Fragmento del texto:
┌────────
El Espíritu condujo a Jesús al desierto para que fuera tentado por el diablo, y después de estar sin comer cuarenta días y cuarenta noches, al final sintió hambre. Entonces se le acercó el tentador y le dijo: "Si eres Hijo de Dios, ordena que estas piedras se conviertan en pan." Pero Jesús le respondió: "Dice la Escritura: El hombre no vive solamente de pan, sino de toda palabra que sale de la boca de Dios."
Después el diablo lo llevó a la Ciudad Santa y lo puso en la parte más alta de la muralla del Templo. Y le dijo: "Si eres Hijo de Dios, tírate de aquí abajo, pues la Escritura dice: Dios dará ordenes a sus ángeles y te llevarán en sus manos para que tus pies no tropiecen en piedra alguna." Jesús replicó: "Dice también la Escritura: No tentarás al Señor tu Dios."
A continuación lo llevó el diablo a un monte muy alto y le mostró todas las naciones del mundo con todas sus grandezas y maravillas. Y le dijo: "Te daré todo esto si te arrodillas y me adoras." Jesús le dijo: "Aléjate, Satanás, porque dice la Escritura: Adorarás al Señor tu Dios, y a El solo servirás." Entonces lo dejó el diablo y se acercaron los ángeles a servirle.
└────────
Tareas:
**A.** Según el fragmento, ¿cuánto tiempo pasó Jesús sin comer en el desierto?
**B.** Anota todas las citas de la Escritura con las que Jesús responde al diablo en el fragmento.
El listado no tiene relación alguna con el fragmento.

Filas:
┌────────
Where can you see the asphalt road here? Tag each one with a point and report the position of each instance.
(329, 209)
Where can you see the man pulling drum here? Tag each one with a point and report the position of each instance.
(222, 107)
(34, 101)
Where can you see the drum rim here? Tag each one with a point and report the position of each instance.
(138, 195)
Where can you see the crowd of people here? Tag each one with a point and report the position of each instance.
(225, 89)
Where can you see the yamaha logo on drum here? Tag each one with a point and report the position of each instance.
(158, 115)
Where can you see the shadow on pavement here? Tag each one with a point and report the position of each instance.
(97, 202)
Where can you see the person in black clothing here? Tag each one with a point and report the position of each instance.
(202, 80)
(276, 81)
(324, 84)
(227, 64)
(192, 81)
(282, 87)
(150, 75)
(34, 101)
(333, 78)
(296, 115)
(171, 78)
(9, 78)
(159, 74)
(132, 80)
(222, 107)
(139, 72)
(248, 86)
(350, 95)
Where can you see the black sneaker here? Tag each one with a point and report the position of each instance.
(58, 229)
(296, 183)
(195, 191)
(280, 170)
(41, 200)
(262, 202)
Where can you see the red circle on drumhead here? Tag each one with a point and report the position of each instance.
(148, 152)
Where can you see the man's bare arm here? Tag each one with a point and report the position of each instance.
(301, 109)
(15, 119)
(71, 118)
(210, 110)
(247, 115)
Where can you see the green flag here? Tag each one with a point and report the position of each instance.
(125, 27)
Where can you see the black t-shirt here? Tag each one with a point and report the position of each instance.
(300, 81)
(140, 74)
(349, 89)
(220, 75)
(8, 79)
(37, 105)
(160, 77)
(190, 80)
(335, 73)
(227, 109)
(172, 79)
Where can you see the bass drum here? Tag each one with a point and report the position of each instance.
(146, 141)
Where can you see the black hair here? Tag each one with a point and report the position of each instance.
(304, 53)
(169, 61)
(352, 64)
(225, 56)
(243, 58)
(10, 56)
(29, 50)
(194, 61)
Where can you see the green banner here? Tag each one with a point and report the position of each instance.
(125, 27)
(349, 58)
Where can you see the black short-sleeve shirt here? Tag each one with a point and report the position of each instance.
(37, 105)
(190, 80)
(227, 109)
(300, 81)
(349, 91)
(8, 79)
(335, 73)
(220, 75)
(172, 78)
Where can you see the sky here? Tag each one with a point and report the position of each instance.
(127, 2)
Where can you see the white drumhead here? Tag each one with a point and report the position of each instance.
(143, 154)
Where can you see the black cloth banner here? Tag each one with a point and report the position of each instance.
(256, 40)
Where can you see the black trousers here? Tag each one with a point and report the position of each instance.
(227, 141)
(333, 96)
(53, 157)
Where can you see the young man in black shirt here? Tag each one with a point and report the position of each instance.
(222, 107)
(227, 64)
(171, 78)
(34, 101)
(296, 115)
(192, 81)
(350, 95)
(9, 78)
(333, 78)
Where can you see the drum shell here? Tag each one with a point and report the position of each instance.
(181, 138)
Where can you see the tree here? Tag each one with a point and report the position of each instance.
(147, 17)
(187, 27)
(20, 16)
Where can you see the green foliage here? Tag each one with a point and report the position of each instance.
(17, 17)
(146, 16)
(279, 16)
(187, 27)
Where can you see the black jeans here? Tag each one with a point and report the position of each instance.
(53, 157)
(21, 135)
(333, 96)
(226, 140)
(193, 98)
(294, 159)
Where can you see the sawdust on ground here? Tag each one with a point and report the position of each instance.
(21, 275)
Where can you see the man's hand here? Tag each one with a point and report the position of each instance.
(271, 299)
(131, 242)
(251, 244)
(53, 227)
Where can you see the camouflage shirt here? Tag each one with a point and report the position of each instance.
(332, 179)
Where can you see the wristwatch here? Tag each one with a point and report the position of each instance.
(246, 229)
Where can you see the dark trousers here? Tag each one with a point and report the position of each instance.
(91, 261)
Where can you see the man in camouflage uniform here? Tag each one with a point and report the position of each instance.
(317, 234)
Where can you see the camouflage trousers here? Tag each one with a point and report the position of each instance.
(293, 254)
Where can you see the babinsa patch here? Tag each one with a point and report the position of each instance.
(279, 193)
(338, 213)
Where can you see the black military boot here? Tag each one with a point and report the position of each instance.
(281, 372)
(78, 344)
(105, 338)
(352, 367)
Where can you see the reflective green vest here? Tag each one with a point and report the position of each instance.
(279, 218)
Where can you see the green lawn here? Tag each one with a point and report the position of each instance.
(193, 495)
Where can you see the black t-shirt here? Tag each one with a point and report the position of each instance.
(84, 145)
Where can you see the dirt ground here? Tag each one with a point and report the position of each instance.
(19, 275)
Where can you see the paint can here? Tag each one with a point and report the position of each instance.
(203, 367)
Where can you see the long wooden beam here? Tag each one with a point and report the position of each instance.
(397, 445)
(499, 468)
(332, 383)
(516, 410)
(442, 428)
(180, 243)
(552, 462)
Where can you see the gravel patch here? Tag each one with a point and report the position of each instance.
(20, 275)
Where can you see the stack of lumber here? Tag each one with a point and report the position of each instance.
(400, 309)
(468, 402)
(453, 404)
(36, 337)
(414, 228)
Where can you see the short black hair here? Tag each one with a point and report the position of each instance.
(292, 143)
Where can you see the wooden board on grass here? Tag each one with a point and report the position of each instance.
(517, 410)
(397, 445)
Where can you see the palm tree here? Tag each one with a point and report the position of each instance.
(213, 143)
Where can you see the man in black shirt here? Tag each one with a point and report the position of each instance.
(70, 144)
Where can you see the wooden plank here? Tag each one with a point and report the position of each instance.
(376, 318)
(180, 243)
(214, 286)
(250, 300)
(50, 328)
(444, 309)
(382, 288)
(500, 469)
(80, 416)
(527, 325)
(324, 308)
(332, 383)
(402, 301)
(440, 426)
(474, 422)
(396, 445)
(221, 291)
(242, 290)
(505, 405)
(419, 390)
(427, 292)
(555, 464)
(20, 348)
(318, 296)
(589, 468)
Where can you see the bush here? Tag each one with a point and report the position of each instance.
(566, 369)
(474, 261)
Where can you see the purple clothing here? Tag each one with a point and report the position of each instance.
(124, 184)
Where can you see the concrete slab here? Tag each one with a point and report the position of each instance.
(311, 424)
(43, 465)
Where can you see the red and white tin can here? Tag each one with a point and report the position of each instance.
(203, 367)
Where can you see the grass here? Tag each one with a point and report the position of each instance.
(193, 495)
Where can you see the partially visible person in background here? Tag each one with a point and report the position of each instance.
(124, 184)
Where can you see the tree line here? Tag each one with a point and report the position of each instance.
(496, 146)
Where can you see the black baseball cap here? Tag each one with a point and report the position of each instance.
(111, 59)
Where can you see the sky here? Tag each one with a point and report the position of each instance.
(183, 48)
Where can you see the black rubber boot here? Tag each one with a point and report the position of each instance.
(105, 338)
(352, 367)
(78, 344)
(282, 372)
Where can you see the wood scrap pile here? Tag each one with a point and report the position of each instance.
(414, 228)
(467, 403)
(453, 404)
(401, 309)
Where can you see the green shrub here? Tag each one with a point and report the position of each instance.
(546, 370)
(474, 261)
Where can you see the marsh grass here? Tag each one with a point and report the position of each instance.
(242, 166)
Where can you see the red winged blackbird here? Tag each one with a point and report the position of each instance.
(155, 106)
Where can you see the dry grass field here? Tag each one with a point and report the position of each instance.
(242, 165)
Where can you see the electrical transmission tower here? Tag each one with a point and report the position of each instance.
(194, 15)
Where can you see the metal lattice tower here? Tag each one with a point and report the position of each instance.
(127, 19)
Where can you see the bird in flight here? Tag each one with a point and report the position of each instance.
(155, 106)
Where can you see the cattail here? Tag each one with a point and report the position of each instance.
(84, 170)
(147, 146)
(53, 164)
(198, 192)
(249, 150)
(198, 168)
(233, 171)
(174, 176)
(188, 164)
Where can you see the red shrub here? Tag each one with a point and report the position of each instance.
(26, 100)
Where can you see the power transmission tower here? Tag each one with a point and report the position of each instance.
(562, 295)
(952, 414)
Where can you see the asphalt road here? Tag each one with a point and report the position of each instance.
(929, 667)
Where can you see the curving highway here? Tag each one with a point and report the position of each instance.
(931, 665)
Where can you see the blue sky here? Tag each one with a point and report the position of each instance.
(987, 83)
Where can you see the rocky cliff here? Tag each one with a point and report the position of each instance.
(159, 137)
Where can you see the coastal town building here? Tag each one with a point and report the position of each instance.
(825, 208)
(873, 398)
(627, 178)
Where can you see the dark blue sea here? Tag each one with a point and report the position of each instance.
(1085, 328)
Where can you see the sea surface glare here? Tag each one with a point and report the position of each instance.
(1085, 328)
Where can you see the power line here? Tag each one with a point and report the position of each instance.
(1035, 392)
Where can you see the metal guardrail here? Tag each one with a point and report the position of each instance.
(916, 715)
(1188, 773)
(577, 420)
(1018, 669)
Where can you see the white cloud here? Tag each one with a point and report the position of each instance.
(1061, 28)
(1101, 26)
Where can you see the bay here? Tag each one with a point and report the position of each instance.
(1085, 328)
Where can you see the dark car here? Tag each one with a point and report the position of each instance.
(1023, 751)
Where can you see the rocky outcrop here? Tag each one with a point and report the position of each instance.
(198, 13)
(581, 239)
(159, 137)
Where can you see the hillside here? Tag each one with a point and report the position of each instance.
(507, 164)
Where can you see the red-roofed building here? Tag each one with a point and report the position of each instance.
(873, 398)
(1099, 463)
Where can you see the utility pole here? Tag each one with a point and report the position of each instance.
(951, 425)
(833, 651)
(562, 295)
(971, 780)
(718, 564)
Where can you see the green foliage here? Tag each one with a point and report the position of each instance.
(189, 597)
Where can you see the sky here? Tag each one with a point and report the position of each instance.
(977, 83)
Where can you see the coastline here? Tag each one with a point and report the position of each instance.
└────────
Respuestas:
**A.** Cuarenta días y cuarenta noches.

**B.**
- "El hombre no vive solamente de pan, sino de toda palabra que sale de la boca de Dios."
- "No tentarás al Señor tu Dios."
- "Adorarás al Señor tu Dios, y a El solo servirás."